• _Given request_
Extract each line of the listing below and reproduce it verbatim, without any change to wording, numbers or punctuation.

--- start of Data provided ---

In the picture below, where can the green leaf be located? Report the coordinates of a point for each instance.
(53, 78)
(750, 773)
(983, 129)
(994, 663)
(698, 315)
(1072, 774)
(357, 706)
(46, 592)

--- end of Data provided ---

• _Result_
In the picture below, where can the green leaf be located? Report the coordinates of a point for each instance.
(53, 78)
(750, 773)
(983, 129)
(994, 663)
(698, 315)
(1072, 774)
(357, 706)
(46, 592)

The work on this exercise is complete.